Direction A. Pick out every line of the listing below that contains the word "winter".

Excerpted passage.
>>>

2016 Scottish Challenge Cup final
- Event: 2015–16 Scottish Challenge Cup
| Rangers | Peterhead |
| 4 | 0 |
- Date: 10 April 2016
- Venue: Hampden Park, Glasgow
- Referee: George Salmond
- Attendance: 48,133

= 2016 Scottish Challenge Cup final =

The 2016 Scottish Challenge Cup final, also known as the Petrofac Training Cup final for sponsorship reasons, is a football match that took place on 10 April 2016 at Hampden Park, between Rangers and Peterhead. Rangers won the match by 4 goals to nil. It was the 25th final of the Scottish Challenge Cup since it was first organised in 1990 to celebrate the centenary of the now defunct Scottish Football League and the third Challenge Cup final since the SPFL was formed. Both teams progressed through four elimination rounds to reach the final.

==Route to the final==

The competition is a knock-out tournament and in 2015–16 was contested by 32 teams. Those participating were the 30 clubs that played in the Championship, League One and League Two of the Scottish Professional Football League, while the winners of the Highland League (Brora Rangers) and the Lowland Football League (Edinburgh City) were also invited. For the first and second rounds only, the draw was divided into two geographical regions – north and south. Teams were paired at random and the winner of each match progressed to the next round and the loser was eliminated.

<<<

Direction B. Copy word for word the part of the Challenge Cup final article above from "The competition is" to "loser was eliminated.".

Provided data.
>>>

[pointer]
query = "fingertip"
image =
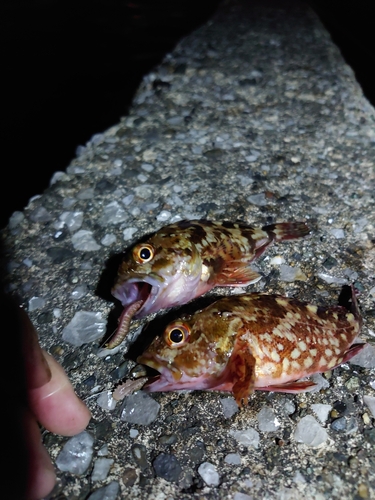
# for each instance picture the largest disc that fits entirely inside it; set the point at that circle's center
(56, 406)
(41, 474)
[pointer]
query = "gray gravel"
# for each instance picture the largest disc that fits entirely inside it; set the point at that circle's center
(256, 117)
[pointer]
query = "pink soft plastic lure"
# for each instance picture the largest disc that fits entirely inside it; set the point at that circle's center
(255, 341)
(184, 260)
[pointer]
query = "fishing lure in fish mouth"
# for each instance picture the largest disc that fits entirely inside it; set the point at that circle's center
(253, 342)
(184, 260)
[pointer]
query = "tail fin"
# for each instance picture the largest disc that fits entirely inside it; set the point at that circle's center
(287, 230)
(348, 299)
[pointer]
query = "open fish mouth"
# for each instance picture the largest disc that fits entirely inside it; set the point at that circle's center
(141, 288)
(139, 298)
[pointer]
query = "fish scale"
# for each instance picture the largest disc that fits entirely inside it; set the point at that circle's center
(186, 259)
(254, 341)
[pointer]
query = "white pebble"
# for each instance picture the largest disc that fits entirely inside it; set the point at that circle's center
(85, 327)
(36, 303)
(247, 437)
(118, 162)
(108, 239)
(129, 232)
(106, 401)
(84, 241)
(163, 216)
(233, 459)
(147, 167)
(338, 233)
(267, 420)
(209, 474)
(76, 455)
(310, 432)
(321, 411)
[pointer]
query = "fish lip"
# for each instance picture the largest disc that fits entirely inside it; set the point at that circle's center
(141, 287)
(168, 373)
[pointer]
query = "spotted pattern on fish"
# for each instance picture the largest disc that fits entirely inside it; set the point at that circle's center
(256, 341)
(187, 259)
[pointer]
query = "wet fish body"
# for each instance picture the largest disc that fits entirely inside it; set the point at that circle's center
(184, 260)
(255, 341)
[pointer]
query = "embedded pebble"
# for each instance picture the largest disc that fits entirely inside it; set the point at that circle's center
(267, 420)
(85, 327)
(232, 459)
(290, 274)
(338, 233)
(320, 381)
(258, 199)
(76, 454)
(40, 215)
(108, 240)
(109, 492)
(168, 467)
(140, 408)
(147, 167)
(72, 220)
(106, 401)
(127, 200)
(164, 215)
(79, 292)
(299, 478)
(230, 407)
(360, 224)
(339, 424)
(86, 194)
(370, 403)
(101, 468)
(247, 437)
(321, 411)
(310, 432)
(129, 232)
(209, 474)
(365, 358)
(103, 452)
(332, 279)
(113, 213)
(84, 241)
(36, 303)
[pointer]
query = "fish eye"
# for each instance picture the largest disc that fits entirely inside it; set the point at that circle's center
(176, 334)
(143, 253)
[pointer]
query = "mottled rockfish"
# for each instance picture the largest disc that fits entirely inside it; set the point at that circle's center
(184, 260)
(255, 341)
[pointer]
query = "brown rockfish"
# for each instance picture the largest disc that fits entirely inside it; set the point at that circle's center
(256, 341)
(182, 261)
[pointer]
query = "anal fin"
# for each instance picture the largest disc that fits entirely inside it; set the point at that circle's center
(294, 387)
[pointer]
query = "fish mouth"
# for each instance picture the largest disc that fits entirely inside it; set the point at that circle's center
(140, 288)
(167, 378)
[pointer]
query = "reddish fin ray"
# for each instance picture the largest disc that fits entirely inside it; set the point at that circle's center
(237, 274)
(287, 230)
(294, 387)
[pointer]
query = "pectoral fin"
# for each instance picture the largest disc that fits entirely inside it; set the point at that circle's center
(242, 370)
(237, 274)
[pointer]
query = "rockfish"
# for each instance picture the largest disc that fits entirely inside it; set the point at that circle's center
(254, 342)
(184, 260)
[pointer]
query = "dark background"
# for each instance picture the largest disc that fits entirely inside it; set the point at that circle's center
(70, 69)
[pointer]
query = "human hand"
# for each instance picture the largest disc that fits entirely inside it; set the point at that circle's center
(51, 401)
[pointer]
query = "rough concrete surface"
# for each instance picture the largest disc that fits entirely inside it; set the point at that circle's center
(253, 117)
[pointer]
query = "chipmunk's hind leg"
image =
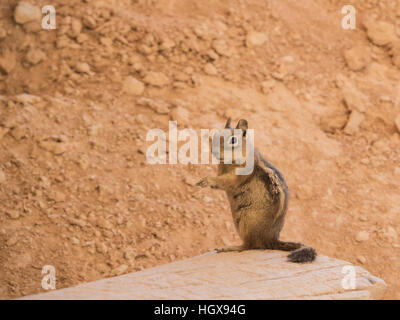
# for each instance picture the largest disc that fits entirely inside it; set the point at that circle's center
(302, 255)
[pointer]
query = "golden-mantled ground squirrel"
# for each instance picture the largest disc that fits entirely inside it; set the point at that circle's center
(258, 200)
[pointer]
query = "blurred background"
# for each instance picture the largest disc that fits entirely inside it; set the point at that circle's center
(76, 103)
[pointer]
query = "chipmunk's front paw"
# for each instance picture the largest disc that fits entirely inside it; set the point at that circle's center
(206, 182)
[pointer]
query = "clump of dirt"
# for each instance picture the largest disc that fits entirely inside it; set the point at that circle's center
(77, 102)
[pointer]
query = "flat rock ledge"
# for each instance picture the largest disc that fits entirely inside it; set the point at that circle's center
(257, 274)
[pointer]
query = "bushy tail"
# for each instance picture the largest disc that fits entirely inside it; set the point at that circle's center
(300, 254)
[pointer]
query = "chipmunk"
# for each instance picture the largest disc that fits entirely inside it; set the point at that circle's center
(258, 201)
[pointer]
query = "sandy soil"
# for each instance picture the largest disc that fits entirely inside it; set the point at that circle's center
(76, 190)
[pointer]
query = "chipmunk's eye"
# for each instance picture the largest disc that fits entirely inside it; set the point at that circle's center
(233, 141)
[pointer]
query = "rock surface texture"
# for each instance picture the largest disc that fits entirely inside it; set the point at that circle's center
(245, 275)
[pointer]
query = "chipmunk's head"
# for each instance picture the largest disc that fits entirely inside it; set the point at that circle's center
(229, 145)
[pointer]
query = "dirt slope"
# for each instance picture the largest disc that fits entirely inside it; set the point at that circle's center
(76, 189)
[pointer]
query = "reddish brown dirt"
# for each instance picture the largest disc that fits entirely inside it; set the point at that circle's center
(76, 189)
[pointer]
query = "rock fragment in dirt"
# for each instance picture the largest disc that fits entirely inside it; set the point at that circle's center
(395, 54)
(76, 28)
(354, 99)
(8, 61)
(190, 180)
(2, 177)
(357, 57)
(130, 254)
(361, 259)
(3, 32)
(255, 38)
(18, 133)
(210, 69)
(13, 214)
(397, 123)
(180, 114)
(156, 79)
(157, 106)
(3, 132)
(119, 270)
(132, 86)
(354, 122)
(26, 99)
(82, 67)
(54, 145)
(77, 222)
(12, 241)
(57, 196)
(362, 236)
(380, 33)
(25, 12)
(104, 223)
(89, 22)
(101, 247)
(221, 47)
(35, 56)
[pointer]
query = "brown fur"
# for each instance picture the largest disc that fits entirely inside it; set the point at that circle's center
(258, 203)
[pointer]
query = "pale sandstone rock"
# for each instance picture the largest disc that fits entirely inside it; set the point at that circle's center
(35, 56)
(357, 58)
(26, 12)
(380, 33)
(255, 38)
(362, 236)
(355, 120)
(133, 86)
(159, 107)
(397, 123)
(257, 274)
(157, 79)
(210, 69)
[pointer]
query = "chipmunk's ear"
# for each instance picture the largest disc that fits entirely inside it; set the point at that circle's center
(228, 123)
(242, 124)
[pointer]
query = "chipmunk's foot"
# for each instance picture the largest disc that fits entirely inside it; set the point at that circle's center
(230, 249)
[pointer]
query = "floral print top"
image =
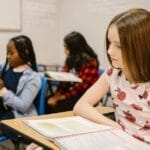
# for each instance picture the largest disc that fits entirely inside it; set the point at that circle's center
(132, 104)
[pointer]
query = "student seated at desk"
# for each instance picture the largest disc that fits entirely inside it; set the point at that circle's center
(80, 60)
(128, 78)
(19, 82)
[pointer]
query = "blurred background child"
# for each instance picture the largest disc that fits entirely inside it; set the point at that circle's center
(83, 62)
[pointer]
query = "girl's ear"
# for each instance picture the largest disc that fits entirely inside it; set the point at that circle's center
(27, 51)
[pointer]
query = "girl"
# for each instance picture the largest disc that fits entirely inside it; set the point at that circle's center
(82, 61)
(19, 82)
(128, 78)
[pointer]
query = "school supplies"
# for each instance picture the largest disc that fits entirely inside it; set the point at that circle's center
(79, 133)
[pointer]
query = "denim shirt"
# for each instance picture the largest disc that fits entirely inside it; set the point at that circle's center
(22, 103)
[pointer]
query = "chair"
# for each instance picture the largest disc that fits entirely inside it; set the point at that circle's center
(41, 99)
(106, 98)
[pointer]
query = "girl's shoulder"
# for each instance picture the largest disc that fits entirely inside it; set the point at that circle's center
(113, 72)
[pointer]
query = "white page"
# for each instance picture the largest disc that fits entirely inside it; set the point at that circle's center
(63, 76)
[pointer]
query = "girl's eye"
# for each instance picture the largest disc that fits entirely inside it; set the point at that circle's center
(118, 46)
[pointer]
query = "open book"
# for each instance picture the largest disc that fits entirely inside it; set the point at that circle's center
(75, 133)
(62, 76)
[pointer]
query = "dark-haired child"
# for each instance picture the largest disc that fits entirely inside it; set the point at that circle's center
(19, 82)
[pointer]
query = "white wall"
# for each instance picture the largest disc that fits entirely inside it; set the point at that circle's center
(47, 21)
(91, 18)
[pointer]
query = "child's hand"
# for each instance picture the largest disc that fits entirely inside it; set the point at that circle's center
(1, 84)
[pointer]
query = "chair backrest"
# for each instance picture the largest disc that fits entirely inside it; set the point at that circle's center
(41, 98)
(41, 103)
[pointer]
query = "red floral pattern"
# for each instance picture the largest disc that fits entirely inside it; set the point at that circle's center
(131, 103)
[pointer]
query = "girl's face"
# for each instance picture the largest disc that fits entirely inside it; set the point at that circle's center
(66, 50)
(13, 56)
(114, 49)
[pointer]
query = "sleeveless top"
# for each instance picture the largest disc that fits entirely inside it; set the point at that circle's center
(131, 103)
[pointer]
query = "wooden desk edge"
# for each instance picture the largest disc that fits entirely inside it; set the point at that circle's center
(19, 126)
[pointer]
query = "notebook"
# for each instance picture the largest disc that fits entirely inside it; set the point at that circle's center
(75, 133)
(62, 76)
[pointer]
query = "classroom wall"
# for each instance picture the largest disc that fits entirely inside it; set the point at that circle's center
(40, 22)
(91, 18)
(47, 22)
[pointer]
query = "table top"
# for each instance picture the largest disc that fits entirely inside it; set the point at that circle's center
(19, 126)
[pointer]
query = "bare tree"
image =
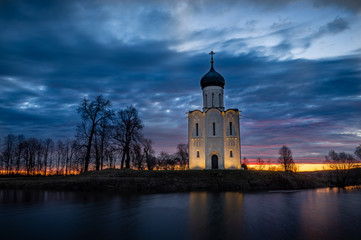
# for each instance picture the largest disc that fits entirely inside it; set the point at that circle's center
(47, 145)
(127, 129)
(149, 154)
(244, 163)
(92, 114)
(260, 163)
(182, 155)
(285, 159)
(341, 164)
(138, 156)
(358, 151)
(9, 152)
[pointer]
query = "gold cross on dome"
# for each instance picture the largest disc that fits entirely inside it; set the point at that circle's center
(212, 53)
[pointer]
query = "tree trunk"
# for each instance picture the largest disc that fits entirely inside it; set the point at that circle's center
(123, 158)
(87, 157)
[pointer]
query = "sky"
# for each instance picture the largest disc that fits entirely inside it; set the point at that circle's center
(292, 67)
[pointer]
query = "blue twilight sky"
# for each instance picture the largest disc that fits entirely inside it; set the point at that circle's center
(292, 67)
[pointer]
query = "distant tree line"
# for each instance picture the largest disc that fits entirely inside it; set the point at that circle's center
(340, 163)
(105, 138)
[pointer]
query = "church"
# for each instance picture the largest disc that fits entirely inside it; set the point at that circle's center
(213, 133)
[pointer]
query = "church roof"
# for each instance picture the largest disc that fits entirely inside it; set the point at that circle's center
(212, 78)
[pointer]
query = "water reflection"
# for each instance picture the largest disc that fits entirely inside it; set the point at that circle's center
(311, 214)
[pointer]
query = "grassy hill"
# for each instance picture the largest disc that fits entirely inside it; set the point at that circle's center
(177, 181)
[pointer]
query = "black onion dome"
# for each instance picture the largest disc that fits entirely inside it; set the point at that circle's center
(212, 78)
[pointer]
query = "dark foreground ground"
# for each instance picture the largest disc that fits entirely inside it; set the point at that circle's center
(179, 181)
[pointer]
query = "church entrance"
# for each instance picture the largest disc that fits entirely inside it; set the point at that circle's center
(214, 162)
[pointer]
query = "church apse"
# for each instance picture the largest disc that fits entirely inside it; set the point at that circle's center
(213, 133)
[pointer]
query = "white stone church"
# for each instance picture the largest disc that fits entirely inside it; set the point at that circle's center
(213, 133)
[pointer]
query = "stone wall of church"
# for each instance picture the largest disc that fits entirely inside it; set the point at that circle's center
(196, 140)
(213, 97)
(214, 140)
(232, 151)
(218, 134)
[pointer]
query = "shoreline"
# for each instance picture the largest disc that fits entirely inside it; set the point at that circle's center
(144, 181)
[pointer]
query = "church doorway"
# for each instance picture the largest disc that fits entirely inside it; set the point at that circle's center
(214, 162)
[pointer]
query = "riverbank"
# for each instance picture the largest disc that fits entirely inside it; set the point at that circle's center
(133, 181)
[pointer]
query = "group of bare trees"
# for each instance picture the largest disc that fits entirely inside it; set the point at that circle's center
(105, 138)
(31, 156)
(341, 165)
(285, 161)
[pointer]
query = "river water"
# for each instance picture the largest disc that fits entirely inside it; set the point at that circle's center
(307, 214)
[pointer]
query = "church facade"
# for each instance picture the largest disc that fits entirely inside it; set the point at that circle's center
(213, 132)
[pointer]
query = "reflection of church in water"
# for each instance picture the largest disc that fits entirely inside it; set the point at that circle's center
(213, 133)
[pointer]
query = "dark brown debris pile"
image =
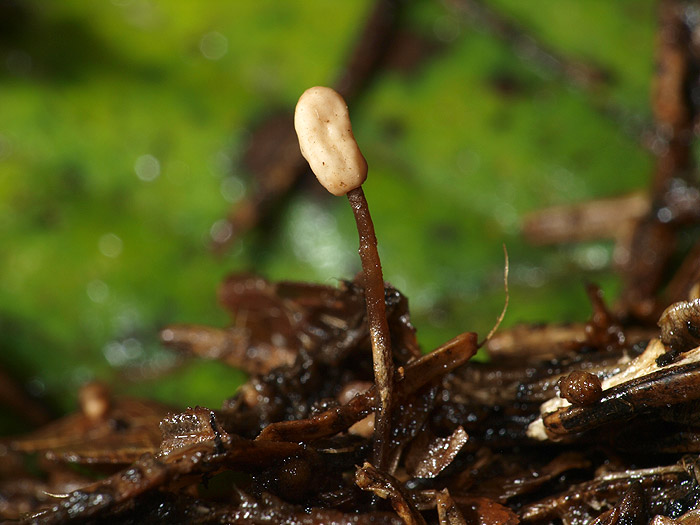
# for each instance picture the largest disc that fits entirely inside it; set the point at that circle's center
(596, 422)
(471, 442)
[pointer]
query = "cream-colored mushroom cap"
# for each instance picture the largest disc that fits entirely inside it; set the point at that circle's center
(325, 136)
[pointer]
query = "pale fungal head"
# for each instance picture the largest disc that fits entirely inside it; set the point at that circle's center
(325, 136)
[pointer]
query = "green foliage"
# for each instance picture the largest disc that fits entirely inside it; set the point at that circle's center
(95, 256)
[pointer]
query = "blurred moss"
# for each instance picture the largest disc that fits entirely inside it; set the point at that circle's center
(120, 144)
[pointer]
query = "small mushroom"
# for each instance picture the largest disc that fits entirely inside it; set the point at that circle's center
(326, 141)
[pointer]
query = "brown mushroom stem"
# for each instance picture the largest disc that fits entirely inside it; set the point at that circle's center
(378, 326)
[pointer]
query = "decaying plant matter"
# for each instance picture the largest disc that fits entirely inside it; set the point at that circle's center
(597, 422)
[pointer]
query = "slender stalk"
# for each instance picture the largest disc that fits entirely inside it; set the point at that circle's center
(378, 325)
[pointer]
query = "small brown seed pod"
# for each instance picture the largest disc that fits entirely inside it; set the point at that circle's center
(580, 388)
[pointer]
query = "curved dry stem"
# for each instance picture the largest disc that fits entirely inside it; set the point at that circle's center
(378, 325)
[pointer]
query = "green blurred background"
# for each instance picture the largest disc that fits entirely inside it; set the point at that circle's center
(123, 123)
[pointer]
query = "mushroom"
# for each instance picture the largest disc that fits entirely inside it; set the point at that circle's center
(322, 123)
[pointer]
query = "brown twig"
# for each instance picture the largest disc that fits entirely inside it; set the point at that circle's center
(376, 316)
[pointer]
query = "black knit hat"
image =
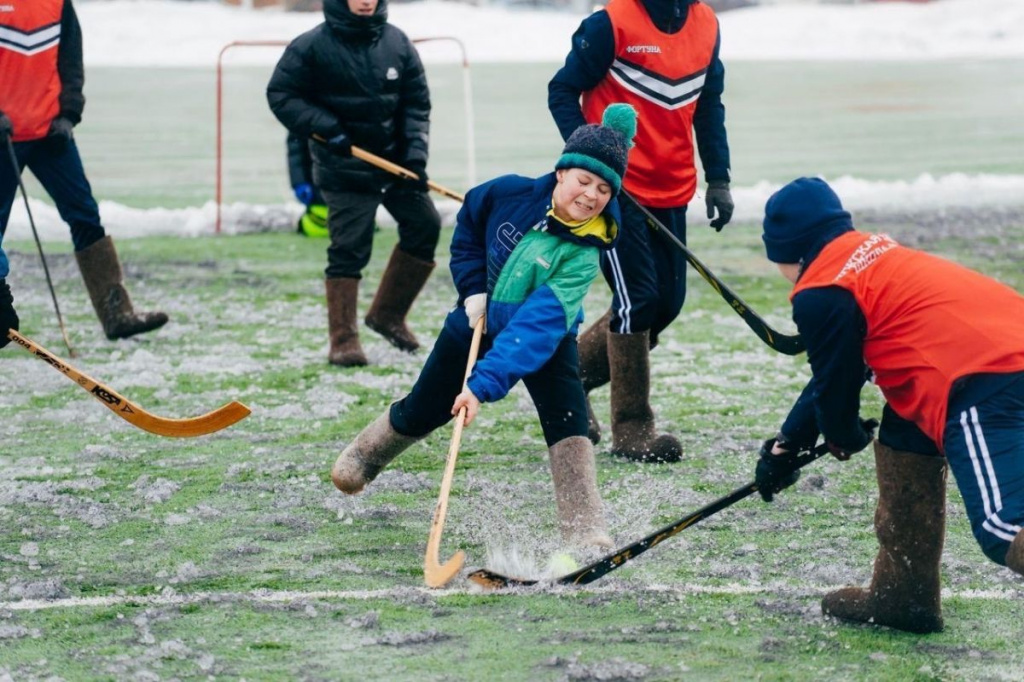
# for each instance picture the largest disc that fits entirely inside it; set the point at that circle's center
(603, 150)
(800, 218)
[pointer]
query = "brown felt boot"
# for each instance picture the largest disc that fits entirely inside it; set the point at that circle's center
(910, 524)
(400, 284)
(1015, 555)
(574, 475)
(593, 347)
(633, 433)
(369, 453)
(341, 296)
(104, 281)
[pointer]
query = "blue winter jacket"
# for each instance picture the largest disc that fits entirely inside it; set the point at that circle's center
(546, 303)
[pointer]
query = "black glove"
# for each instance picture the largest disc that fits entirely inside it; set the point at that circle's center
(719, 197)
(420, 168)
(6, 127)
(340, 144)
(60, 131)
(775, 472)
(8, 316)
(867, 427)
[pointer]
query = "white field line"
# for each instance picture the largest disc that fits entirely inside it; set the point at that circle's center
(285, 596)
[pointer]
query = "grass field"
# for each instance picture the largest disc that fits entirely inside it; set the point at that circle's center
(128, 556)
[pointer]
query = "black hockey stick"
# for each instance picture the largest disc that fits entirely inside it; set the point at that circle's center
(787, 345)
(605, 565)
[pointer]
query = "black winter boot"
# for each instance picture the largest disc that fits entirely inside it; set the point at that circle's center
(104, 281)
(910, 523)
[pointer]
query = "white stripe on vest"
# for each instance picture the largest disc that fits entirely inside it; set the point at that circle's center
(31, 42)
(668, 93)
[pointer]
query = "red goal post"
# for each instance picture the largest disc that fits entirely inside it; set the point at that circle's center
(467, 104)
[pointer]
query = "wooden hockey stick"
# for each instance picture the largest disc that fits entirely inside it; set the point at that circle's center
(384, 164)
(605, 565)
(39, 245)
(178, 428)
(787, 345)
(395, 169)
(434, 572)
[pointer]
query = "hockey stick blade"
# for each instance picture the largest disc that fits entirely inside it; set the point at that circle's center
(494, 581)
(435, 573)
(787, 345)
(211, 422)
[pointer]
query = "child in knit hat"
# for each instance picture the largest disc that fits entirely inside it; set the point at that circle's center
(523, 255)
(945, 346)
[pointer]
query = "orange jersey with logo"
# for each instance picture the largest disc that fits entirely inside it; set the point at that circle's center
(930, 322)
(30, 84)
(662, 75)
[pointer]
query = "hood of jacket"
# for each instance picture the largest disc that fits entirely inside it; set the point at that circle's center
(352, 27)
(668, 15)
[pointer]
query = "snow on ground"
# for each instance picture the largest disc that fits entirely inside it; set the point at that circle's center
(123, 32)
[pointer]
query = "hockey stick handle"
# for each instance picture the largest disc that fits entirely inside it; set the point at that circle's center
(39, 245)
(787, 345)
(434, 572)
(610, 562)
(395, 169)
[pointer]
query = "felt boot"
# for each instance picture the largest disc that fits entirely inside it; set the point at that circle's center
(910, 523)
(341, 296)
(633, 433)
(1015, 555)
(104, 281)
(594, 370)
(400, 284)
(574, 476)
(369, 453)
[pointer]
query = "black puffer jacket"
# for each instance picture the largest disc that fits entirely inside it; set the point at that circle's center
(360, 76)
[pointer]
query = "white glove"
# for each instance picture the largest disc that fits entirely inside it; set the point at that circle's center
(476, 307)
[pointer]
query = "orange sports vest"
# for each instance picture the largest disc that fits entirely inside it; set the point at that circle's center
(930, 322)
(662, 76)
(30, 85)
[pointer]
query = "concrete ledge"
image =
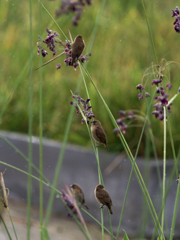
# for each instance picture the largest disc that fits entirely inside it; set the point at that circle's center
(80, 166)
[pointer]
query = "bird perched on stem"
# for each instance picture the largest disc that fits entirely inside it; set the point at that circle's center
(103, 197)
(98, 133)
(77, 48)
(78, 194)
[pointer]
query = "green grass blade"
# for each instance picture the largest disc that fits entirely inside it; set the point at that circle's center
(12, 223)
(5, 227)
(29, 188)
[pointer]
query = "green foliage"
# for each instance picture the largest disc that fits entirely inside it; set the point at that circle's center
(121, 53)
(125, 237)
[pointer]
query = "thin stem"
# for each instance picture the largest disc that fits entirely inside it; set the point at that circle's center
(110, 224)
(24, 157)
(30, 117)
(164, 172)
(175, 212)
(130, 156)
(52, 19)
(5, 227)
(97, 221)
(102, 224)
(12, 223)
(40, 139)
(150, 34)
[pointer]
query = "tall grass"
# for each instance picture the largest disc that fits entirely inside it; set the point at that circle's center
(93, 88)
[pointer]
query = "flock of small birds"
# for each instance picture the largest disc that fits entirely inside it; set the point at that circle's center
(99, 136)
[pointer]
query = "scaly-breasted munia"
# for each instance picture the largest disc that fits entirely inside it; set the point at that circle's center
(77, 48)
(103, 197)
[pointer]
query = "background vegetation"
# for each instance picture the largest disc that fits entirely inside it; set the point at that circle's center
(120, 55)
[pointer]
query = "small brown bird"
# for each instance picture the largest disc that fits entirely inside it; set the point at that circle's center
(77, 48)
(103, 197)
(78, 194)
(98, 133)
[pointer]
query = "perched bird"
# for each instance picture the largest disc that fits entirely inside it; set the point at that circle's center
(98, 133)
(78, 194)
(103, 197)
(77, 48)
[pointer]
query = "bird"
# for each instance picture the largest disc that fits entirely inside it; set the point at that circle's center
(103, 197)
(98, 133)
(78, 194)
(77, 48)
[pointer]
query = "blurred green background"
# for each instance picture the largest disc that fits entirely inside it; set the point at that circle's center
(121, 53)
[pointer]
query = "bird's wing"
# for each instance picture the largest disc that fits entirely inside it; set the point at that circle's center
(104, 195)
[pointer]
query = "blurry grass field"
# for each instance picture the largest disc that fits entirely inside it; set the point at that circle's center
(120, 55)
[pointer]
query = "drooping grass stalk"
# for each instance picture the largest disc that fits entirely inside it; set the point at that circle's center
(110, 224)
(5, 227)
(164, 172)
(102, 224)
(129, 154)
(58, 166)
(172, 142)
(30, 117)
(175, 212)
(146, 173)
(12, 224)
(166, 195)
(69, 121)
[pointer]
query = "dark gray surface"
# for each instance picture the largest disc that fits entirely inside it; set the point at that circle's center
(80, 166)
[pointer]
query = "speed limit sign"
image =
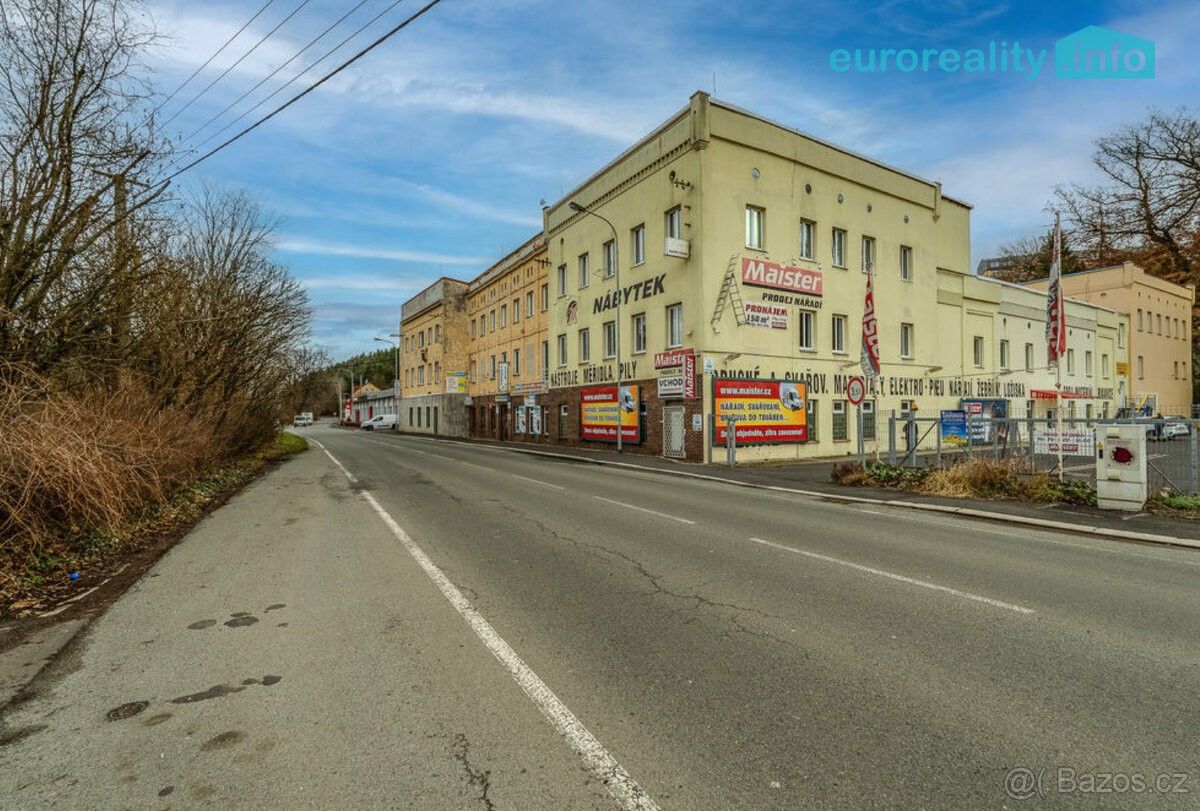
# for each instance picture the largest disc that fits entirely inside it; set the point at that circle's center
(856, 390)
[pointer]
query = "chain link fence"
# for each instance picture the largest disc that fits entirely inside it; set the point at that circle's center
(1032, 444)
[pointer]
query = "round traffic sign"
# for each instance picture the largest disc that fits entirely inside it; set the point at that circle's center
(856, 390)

<<<

Right answer A.
query = "blue winter jacket"
query = "black winter boot"

Right answer B.
The competition is a knock-out tournament and in 2015–16 was contested by 32 teams. Those participating were the 30 clubs that played in the Championship, League One and League Two of the Scottish Professional Football League, while the winners of the Highland League (Brora Rangers) and the Lowland Football League (Edinburgh City) were also invited. For the first and second rounds only, the draw was divided into two geographical regions – north and south. Teams were paired at random and the winner of each match progressed to the next round and the loser was eliminated.